Produce as output only the lines below starting at the line with "like point(9, 191)." and continuing through the line with "Target: smiling face", each one exactly as written.

Saved entries:

* * * * *

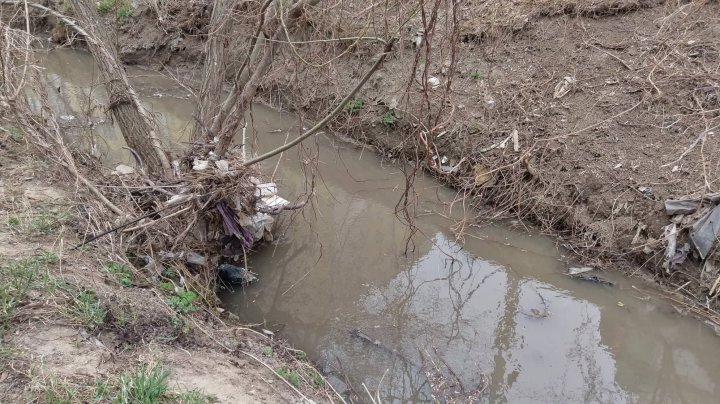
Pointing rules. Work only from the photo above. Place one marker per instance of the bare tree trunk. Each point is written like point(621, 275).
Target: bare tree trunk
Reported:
point(133, 119)
point(208, 100)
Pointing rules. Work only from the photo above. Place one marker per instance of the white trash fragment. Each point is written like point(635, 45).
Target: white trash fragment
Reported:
point(670, 235)
point(223, 166)
point(578, 270)
point(122, 169)
point(272, 202)
point(199, 165)
point(434, 82)
point(266, 189)
point(564, 86)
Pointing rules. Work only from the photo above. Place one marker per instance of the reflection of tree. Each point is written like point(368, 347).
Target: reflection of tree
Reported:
point(505, 337)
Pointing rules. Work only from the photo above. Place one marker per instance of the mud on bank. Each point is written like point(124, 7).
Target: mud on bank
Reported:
point(616, 105)
point(81, 326)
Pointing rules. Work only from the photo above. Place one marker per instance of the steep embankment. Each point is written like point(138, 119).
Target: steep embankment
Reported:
point(581, 117)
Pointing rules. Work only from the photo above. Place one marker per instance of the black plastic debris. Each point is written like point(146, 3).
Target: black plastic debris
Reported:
point(593, 279)
point(235, 275)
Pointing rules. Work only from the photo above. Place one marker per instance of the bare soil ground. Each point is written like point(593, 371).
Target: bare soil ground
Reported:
point(72, 329)
point(616, 104)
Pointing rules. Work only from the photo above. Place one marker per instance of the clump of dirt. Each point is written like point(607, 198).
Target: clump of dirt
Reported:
point(581, 117)
point(78, 325)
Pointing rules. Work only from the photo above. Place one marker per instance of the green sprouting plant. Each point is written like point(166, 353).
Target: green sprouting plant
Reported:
point(183, 301)
point(143, 386)
point(88, 309)
point(14, 221)
point(354, 106)
point(290, 375)
point(16, 280)
point(169, 272)
point(47, 258)
point(389, 118)
point(121, 272)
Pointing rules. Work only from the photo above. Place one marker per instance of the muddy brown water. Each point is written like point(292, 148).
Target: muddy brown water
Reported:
point(494, 312)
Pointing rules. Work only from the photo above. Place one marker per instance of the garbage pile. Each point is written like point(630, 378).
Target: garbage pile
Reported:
point(242, 233)
point(701, 218)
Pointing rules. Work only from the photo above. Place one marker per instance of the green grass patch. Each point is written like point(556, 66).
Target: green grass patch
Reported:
point(144, 386)
point(47, 221)
point(167, 286)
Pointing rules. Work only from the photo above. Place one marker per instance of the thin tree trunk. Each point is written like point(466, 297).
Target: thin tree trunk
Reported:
point(244, 95)
point(133, 119)
point(208, 103)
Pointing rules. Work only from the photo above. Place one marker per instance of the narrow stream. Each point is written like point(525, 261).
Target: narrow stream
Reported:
point(493, 312)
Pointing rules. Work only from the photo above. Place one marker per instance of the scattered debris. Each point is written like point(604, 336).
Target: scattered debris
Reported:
point(706, 231)
point(572, 271)
point(200, 165)
point(482, 174)
point(194, 258)
point(689, 205)
point(516, 140)
point(593, 278)
point(670, 235)
point(564, 86)
point(235, 275)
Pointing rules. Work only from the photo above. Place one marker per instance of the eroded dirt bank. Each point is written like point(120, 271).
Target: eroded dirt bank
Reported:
point(79, 326)
point(615, 106)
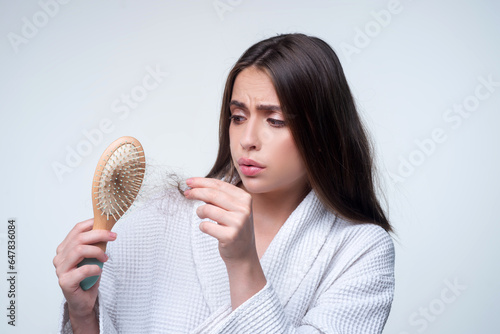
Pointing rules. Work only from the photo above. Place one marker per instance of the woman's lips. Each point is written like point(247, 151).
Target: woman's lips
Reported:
point(249, 167)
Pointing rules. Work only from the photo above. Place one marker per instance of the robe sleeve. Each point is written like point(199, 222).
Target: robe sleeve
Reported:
point(357, 301)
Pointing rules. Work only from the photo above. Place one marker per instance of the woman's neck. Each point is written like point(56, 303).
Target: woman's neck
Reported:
point(270, 211)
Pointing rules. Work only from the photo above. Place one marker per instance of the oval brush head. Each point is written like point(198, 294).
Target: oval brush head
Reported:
point(117, 181)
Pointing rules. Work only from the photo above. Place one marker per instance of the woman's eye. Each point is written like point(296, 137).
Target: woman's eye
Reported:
point(236, 119)
point(276, 122)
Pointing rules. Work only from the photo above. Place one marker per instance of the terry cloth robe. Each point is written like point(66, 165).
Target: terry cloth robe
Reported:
point(324, 275)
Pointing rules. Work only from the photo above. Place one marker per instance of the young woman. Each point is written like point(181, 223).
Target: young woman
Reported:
point(284, 235)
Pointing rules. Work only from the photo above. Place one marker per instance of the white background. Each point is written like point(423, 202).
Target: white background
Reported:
point(61, 78)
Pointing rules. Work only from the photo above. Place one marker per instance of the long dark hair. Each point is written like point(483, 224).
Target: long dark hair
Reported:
point(320, 111)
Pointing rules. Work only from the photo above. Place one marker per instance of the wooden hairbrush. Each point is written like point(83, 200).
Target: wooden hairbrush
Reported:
point(117, 181)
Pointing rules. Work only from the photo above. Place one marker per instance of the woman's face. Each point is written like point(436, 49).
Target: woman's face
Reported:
point(262, 146)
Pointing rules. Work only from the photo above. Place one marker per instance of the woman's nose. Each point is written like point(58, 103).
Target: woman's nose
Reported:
point(250, 136)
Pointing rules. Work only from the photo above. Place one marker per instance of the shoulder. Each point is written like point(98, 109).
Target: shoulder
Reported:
point(364, 247)
point(151, 213)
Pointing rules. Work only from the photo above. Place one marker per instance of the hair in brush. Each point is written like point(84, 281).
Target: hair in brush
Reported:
point(117, 181)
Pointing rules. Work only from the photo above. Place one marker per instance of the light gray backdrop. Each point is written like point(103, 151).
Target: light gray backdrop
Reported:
point(75, 75)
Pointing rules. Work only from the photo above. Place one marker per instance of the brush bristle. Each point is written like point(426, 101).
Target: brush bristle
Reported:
point(120, 181)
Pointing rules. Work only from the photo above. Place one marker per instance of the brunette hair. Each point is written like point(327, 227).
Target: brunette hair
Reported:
point(320, 111)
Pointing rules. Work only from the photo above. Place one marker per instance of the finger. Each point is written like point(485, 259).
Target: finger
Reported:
point(80, 252)
point(88, 238)
point(70, 281)
point(215, 197)
point(203, 182)
point(95, 236)
point(216, 214)
point(219, 232)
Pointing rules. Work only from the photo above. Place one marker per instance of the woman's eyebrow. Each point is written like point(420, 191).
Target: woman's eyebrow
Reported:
point(268, 107)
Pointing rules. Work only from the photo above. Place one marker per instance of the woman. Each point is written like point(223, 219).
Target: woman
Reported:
point(301, 244)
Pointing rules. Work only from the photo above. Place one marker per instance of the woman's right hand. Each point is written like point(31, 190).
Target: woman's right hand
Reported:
point(78, 245)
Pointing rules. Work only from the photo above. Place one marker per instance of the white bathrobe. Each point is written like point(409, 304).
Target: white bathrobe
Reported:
point(324, 275)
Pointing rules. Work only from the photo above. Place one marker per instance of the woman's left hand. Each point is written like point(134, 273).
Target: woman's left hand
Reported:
point(231, 208)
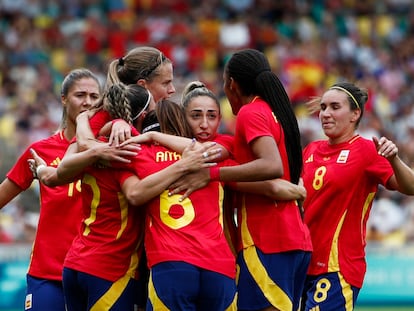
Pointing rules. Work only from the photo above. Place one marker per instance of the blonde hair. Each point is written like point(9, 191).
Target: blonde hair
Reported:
point(139, 63)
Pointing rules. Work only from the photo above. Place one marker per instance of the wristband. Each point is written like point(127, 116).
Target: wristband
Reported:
point(39, 168)
point(116, 120)
point(215, 173)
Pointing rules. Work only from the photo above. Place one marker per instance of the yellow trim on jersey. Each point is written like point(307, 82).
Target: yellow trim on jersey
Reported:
point(333, 263)
point(233, 305)
point(91, 181)
point(123, 205)
point(246, 238)
point(347, 293)
point(273, 293)
point(368, 201)
point(155, 301)
point(112, 295)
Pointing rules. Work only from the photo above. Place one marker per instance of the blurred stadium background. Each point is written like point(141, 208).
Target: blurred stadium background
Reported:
point(311, 45)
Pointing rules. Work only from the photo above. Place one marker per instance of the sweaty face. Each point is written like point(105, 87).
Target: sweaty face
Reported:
point(161, 87)
point(337, 119)
point(83, 94)
point(203, 115)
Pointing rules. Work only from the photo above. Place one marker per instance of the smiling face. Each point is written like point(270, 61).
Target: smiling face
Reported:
point(203, 115)
point(161, 86)
point(81, 96)
point(337, 119)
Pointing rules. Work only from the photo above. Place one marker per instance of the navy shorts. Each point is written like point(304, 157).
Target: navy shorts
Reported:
point(87, 292)
point(43, 295)
point(181, 286)
point(329, 292)
point(267, 280)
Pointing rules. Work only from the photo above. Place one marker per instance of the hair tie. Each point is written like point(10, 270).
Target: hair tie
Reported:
point(145, 107)
point(347, 92)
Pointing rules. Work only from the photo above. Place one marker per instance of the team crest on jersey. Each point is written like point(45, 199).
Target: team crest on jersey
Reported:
point(343, 156)
point(28, 302)
point(310, 159)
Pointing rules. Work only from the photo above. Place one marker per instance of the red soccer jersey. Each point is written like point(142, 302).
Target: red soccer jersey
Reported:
point(60, 209)
point(227, 141)
point(189, 231)
point(273, 226)
point(109, 243)
point(341, 181)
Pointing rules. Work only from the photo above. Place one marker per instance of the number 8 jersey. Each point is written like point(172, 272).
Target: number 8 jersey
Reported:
point(341, 181)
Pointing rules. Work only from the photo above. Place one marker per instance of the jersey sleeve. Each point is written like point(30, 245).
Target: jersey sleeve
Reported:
point(20, 173)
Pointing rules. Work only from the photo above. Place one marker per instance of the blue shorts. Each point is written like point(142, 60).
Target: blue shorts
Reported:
point(43, 295)
point(87, 292)
point(182, 286)
point(271, 279)
point(327, 292)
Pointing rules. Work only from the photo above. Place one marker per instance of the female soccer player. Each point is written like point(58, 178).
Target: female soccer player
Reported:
point(341, 176)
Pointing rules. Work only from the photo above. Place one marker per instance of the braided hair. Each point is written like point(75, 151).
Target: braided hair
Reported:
point(251, 70)
point(139, 63)
point(126, 101)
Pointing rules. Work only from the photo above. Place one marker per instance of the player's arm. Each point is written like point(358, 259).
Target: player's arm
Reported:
point(139, 191)
point(8, 191)
point(176, 143)
point(276, 189)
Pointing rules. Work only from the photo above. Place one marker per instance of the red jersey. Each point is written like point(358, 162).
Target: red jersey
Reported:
point(109, 242)
point(341, 181)
point(272, 226)
point(189, 231)
point(60, 209)
point(227, 141)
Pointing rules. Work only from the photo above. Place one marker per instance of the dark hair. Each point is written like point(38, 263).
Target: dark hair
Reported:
point(357, 97)
point(70, 79)
point(172, 119)
point(251, 70)
point(126, 101)
point(195, 89)
point(139, 63)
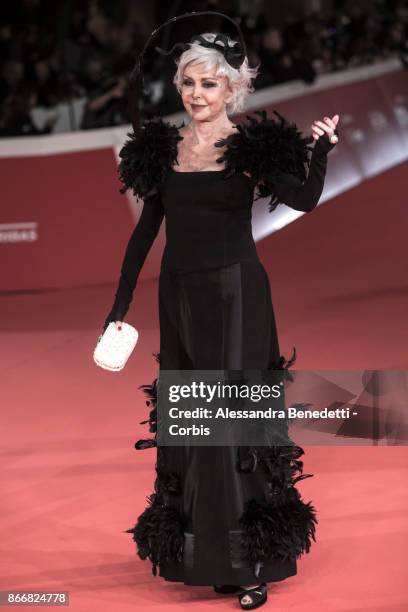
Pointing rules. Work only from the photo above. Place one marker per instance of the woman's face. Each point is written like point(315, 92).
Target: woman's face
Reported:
point(203, 93)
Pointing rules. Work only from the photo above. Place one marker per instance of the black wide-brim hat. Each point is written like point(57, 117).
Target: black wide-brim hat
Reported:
point(209, 21)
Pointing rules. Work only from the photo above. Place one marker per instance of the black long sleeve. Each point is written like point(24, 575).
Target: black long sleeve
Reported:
point(136, 252)
point(305, 197)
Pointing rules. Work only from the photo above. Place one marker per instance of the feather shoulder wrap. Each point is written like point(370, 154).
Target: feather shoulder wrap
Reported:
point(270, 150)
point(147, 157)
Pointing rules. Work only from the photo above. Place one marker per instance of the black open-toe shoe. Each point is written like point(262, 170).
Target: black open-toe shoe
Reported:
point(258, 597)
point(226, 588)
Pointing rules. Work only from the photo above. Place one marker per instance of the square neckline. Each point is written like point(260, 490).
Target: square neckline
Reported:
point(201, 171)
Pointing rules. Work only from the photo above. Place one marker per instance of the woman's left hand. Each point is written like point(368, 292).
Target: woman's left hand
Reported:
point(327, 125)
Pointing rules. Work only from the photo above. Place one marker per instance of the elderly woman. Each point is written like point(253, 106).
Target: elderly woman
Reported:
point(225, 516)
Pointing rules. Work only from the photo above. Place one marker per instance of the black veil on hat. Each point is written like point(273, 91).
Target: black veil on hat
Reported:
point(234, 55)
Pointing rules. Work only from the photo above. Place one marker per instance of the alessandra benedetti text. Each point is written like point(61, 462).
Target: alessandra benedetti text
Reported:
point(291, 412)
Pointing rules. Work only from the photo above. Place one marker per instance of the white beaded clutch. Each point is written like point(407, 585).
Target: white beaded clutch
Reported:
point(115, 346)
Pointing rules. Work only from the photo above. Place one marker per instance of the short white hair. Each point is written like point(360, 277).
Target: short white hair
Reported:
point(239, 79)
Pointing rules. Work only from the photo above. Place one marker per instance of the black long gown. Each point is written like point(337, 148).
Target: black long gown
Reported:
point(217, 515)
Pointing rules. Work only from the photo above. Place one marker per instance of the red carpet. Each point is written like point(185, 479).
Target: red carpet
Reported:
point(72, 482)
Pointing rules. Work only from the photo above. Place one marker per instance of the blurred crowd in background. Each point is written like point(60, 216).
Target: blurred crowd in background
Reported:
point(55, 52)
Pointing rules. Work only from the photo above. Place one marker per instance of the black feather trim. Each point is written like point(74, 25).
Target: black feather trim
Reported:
point(283, 532)
point(146, 158)
point(159, 533)
point(167, 481)
point(266, 148)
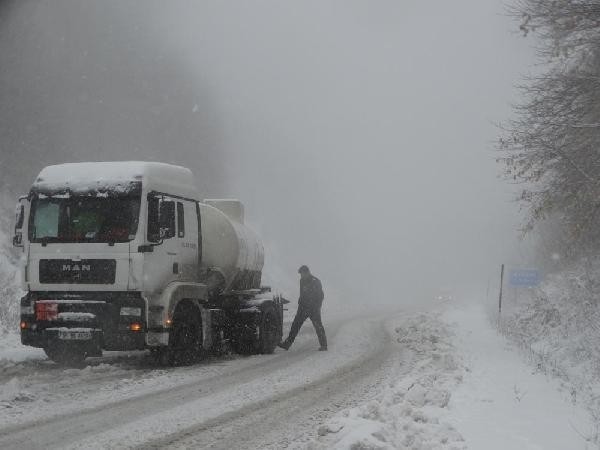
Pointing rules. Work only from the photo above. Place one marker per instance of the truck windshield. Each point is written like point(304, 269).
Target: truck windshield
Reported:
point(84, 218)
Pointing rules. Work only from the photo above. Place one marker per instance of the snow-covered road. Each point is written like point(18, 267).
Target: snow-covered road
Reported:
point(424, 378)
point(222, 403)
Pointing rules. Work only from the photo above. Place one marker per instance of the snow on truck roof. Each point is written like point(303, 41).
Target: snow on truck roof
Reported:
point(94, 175)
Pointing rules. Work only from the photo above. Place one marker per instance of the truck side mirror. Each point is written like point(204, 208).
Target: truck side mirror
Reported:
point(161, 219)
point(153, 220)
point(167, 219)
point(19, 221)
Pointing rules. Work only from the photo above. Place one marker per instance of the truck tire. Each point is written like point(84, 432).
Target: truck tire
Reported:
point(185, 340)
point(269, 330)
point(66, 355)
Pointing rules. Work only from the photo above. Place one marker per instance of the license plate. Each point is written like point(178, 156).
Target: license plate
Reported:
point(69, 335)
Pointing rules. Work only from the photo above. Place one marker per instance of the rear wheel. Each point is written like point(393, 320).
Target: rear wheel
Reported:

* * * * *

TASK ANSWER ▸
Pointing rules. Work only from the photo above. Place one marker per instance of the blonde hair. Each point is written like point(9, 191).
Target: blonde hair
Reported:
point(139, 63)
Pointing rules. Work only from the photo above. Place one marker per instance of the wristband. Each point is written like point(127, 116).
Target: wristband
Reported:
point(39, 168)
point(116, 120)
point(215, 173)
Pointing rules. Work only from the photo above. Place one marker per instance of the yellow trim on jersey. Each point is written like point(307, 82).
Target: yellow trim on jersey
Reported:
point(333, 263)
point(233, 305)
point(91, 181)
point(123, 205)
point(246, 238)
point(347, 293)
point(273, 293)
point(368, 201)
point(155, 301)
point(112, 295)
Pointing rules. Work only from the photo above. Place one marker per instance of the blurred stadium background. Each point is written like point(141, 208).
Target: blurred stadium background
Reported:
point(311, 45)
Pointing rules. Work only from the photo above. Place one marker per instance of the sweaty face. Each point is written like point(105, 87).
Target: sweaty face
Reported:
point(161, 87)
point(337, 119)
point(83, 94)
point(203, 115)
Pointing rules. Work only from the photo above. Place one marker per instance of the smiling face. Each point is written like point(270, 61).
Target: smiling face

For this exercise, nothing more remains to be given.